▸ **Selection**

# Thickness planer Dewalt 734 or Wen



## jjb (Jun 4, 2014)

Hi all.
I am looking to purchase an entry level thickness planer. I have never used one.
Mainly I need to be able to plane wood down to CMs/MMs. Possibly plane milled wood from our property later.

I am looking at the Dewalt 734 and the Wen. On ww forums, I have not read good things about the Wen, but on Amazon I have. 

There is more than $100 price difference. 
How is the Wen compared to the Dewalt?
Does anyone know the minimum thickness that can be planed of the two?

Thanks.

J


----------



## gmercer_48083 (Apr 9, 2016)

I've had my Dewalt now about 15 years and have been extremely satisfied. It has setting stops of 3/4", 1/2" and 1/4". It can plane thinner if you make a table bed to insert to raise the bed surface closer to the blades. Dewalt uses a head lock lever to prevent the cutters from chattering as the material is planed. Easily adjusted up and down. Has adjustable infeed table. Blade changes are easy. Has a 4" dust port. Basically I would buy another one.


----------



## bargoon (Apr 20, 2016)

I've got the Dewalt and have not had any problems with it. If you have a dust collector I strongly advise getting the dust (chip) collector shroud.


----------



## sweensdv (Mar 3, 2008)

I own the DeWalt DW735 and couldn't be more happy with it. DeWalt planers have long been rated near or at the top where benchtop planers are concerned. From my experience with my DW735 I would go with the DeWalt over the WEN every time.


----------



## sanchez (Feb 18, 2010)

I just bought a DeWalt 734 from CPO Dewalt for $340. It has three knives unlike most of the other benchtop planers.


----------



## nxtgeneration (Feb 22, 2016)

I have had my Dewalt 735 for about 6 months. Very happy with the purchase. The only Wen product I have is a bench top drill press. The drill press does its job but the overall quality just isn't there. I don't use it a ton so it should last me awhile but if their planers are built the same I would spend the extra $100 and get the Dewalt that has been proven over and over again.

▸ **Location identification entries**

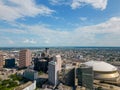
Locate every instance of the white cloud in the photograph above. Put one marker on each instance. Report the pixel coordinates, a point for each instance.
(103, 34)
(98, 4)
(74, 4)
(15, 9)
(29, 41)
(83, 18)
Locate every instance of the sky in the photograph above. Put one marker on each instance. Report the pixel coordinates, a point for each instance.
(59, 23)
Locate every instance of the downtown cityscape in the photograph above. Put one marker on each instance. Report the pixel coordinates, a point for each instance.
(59, 45)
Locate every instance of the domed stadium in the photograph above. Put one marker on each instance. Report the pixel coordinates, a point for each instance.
(103, 70)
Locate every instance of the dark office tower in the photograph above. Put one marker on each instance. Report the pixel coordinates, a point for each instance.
(40, 65)
(1, 60)
(68, 76)
(85, 77)
(10, 63)
(47, 50)
(24, 58)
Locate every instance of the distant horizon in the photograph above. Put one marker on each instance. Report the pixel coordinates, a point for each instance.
(60, 46)
(59, 23)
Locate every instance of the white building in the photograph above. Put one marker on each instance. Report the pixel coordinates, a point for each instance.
(103, 70)
(52, 72)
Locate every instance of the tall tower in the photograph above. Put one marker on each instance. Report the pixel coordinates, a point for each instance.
(52, 72)
(1, 60)
(58, 60)
(24, 58)
(85, 77)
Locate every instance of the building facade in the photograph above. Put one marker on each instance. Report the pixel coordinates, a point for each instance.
(1, 60)
(30, 74)
(10, 63)
(85, 77)
(52, 73)
(58, 60)
(24, 58)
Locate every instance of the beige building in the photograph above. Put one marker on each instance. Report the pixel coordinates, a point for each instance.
(58, 60)
(24, 58)
(104, 71)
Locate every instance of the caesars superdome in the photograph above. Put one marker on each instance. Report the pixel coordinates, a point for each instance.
(103, 70)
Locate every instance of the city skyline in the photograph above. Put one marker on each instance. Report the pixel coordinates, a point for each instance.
(59, 23)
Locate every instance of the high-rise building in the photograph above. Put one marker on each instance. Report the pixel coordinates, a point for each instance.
(58, 60)
(41, 65)
(52, 72)
(24, 58)
(10, 63)
(1, 60)
(85, 77)
(30, 74)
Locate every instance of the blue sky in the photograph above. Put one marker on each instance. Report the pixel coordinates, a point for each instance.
(59, 23)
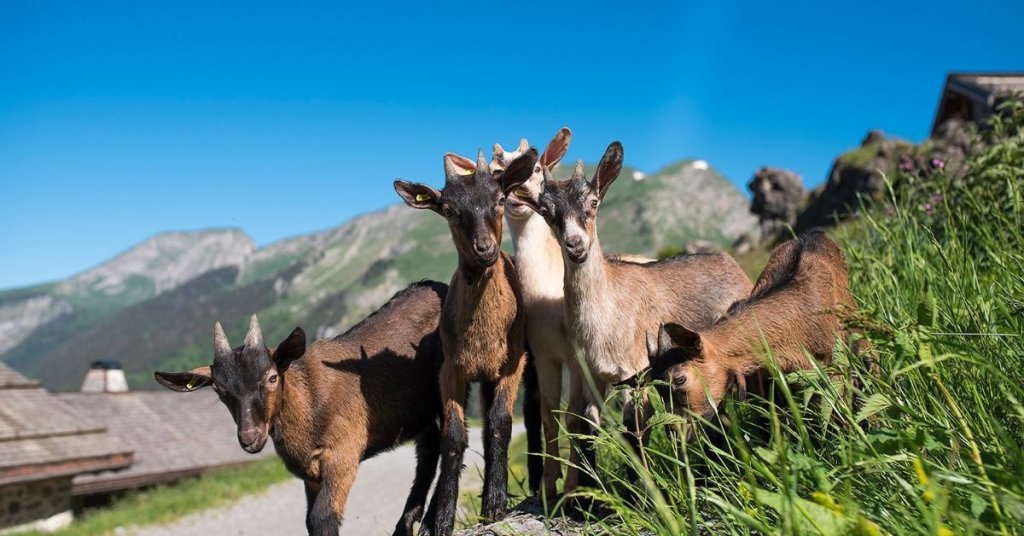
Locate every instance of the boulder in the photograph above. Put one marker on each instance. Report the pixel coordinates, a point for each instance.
(854, 175)
(778, 195)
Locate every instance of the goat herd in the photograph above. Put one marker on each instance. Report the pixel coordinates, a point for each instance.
(693, 321)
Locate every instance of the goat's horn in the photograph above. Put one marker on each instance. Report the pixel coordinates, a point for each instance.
(254, 338)
(481, 165)
(220, 345)
(578, 172)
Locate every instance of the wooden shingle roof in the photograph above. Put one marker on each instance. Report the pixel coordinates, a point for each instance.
(973, 96)
(173, 436)
(41, 437)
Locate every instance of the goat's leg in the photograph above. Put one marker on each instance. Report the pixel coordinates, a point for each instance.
(428, 447)
(498, 431)
(312, 489)
(588, 425)
(531, 408)
(549, 373)
(454, 443)
(325, 516)
(572, 423)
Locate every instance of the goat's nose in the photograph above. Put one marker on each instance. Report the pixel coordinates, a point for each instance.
(248, 436)
(483, 248)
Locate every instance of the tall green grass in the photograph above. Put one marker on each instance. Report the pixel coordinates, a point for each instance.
(930, 443)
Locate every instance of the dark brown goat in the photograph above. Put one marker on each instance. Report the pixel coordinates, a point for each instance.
(481, 325)
(793, 307)
(346, 400)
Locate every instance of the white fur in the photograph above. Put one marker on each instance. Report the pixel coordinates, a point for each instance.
(539, 261)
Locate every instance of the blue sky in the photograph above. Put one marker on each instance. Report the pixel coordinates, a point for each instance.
(121, 120)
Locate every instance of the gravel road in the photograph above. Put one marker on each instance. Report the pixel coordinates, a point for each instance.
(374, 504)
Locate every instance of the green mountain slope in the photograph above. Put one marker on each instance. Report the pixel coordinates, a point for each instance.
(154, 306)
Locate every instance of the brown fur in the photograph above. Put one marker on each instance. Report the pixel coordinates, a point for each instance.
(793, 307)
(345, 400)
(481, 324)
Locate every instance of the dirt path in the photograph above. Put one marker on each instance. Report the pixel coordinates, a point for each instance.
(374, 504)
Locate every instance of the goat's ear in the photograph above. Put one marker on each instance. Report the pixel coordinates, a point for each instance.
(290, 349)
(740, 380)
(419, 196)
(683, 337)
(458, 165)
(185, 381)
(518, 171)
(607, 169)
(556, 148)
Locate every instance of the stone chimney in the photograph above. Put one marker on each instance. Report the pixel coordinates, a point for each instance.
(104, 376)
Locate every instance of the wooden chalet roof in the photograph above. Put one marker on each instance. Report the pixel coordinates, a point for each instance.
(42, 438)
(972, 96)
(172, 435)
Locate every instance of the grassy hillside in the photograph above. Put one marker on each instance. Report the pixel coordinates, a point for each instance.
(932, 444)
(140, 310)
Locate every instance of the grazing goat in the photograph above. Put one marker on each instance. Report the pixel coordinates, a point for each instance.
(344, 401)
(539, 261)
(481, 325)
(612, 305)
(793, 306)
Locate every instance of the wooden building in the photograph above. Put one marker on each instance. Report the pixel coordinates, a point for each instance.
(44, 444)
(973, 97)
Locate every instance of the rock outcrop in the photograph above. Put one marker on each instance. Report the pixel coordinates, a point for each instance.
(778, 196)
(854, 175)
(526, 519)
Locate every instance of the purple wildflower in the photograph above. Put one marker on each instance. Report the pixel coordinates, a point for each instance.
(904, 163)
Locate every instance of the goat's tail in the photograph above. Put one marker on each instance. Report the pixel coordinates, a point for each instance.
(531, 418)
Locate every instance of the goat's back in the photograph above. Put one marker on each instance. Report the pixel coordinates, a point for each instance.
(381, 375)
(693, 290)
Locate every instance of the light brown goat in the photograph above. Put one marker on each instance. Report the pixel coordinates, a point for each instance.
(612, 305)
(345, 400)
(539, 261)
(481, 325)
(792, 310)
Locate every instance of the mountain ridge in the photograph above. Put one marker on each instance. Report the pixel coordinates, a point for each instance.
(153, 304)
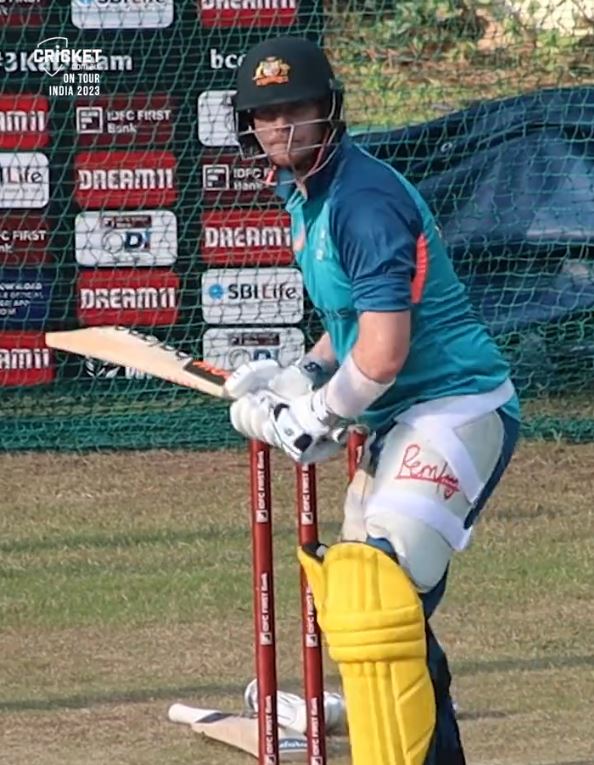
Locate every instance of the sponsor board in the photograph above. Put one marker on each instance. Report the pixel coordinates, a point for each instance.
(25, 295)
(246, 238)
(229, 348)
(23, 121)
(24, 180)
(25, 359)
(127, 296)
(227, 178)
(215, 118)
(116, 120)
(24, 239)
(219, 59)
(122, 14)
(140, 238)
(23, 13)
(252, 296)
(126, 178)
(103, 370)
(247, 13)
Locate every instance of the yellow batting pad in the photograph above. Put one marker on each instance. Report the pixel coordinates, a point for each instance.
(373, 621)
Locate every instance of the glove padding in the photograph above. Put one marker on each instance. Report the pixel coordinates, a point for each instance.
(251, 415)
(307, 430)
(286, 382)
(263, 416)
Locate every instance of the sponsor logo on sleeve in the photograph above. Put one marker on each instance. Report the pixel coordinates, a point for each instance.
(252, 296)
(127, 296)
(246, 238)
(228, 348)
(124, 120)
(24, 239)
(24, 180)
(140, 238)
(126, 178)
(122, 14)
(23, 122)
(25, 359)
(25, 295)
(23, 13)
(230, 179)
(215, 118)
(247, 13)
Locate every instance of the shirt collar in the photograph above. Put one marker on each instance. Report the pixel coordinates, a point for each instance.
(288, 189)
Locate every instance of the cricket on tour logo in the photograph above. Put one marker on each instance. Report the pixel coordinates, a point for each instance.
(125, 296)
(78, 68)
(23, 121)
(251, 13)
(132, 178)
(54, 55)
(246, 237)
(25, 359)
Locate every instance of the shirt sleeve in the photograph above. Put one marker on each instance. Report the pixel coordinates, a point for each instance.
(376, 234)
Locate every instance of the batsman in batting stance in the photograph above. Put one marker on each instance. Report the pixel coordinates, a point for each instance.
(402, 353)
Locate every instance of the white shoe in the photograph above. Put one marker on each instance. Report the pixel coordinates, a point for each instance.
(292, 711)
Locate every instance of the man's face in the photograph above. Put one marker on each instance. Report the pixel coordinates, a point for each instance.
(289, 133)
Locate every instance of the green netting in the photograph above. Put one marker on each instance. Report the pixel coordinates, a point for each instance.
(119, 191)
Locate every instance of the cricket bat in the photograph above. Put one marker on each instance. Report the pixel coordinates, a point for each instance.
(238, 731)
(128, 347)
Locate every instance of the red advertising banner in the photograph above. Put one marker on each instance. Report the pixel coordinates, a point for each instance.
(125, 179)
(247, 13)
(25, 359)
(23, 121)
(246, 238)
(145, 119)
(128, 296)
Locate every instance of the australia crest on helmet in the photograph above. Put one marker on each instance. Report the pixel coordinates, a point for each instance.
(271, 71)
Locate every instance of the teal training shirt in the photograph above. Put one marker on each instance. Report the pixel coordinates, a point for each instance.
(365, 240)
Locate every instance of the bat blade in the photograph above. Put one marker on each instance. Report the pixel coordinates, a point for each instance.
(240, 732)
(126, 347)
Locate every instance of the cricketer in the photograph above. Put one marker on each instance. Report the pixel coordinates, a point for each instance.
(404, 354)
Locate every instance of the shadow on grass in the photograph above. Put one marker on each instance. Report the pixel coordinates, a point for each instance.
(206, 690)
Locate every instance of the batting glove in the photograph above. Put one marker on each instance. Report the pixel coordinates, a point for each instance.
(287, 382)
(307, 430)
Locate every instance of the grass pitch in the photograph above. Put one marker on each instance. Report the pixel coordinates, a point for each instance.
(126, 586)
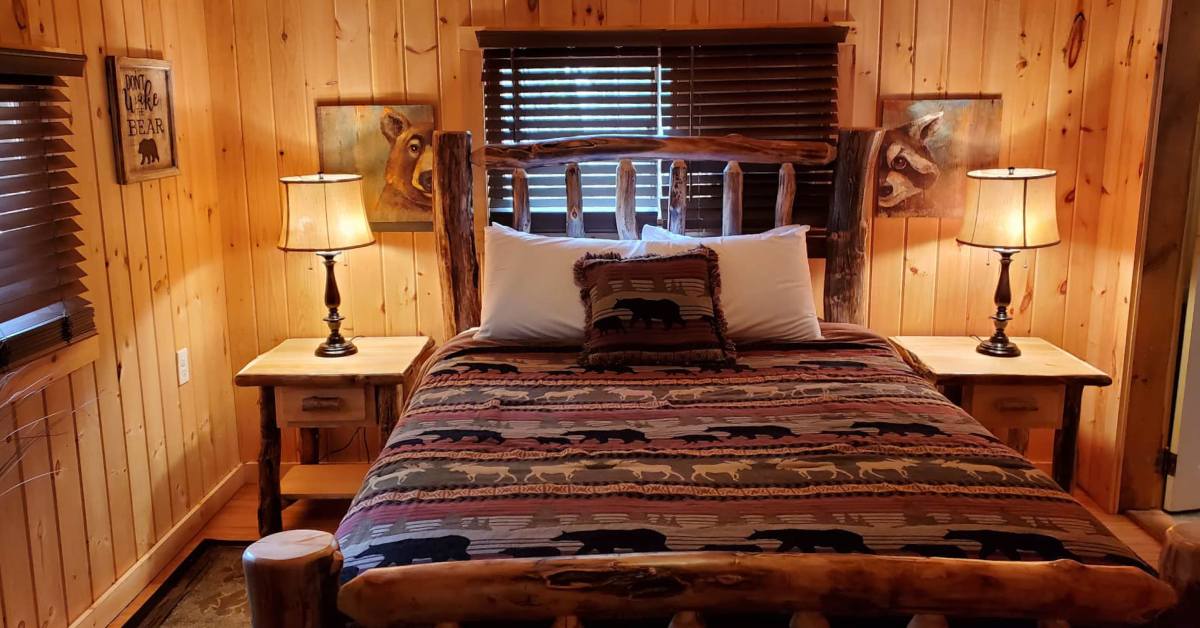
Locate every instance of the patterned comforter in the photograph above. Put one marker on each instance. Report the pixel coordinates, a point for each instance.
(832, 446)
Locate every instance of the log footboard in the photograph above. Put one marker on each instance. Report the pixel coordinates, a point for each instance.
(292, 578)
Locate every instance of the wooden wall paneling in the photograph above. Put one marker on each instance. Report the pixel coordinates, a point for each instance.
(759, 11)
(658, 12)
(888, 237)
(365, 265)
(1103, 478)
(550, 13)
(77, 23)
(60, 424)
(16, 570)
(388, 75)
(525, 12)
(421, 84)
(922, 244)
(1061, 153)
(195, 245)
(112, 40)
(725, 11)
(93, 474)
(487, 12)
(1101, 346)
(1163, 280)
(41, 519)
(591, 13)
(796, 11)
(137, 263)
(255, 61)
(629, 12)
(1029, 126)
(964, 76)
(691, 11)
(354, 72)
(233, 203)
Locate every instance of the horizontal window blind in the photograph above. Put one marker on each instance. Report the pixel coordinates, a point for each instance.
(773, 90)
(41, 280)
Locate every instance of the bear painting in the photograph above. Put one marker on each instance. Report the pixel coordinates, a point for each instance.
(391, 147)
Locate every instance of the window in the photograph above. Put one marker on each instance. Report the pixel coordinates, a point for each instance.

▸ **Instructions to follow**
Copy the planer thread word for word, starting at "I've had my" and continuing up to and including "buy another one.". The rows aren't needed for any of this.

▸ **Solved exercise**
I've had my Dewalt now about 15 years and have been extremely satisfied. It has setting stops of 3/4", 1/2" and 1/4". It can plane thinner if you make a table bed to insert to raise the bed surface closer to the blades. Dewalt uses a head lock lever to prevent the cutters from chattering as the material is planed. Easily adjusted up and down. Has adjustable infeed table. Blade changes are easy. Has a 4" dust port. Basically I would buy another one.